Pull out the listing word for word, from its first line up to and including the line with "95 L 65 126". Leave the pictures out of your answer.
## Start RECORD LIST
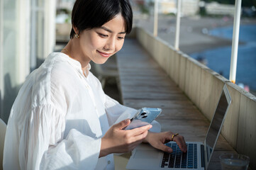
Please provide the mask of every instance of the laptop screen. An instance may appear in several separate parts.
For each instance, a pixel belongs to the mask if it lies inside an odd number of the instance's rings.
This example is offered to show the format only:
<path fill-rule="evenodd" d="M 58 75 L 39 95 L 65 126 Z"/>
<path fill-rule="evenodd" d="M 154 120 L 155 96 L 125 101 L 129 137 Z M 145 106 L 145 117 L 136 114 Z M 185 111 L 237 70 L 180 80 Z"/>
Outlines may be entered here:
<path fill-rule="evenodd" d="M 205 146 L 206 147 L 205 154 L 206 156 L 206 162 L 209 162 L 211 154 L 213 151 L 218 137 L 221 132 L 222 124 L 224 122 L 225 115 L 230 103 L 230 96 L 226 85 L 223 89 L 215 114 L 211 120 L 207 135 L 205 140 Z"/>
## End RECORD LIST
◆ WRITTEN RESPONSE:
Please provide the mask of every instance of the laptop screen. An instance may appear in several separate parts.
For each instance, a pixel belongs to the mask if it lies inside an odd number of the instance's rings.
This example is offered to show the format only:
<path fill-rule="evenodd" d="M 58 75 L 39 95 L 65 126 Z"/>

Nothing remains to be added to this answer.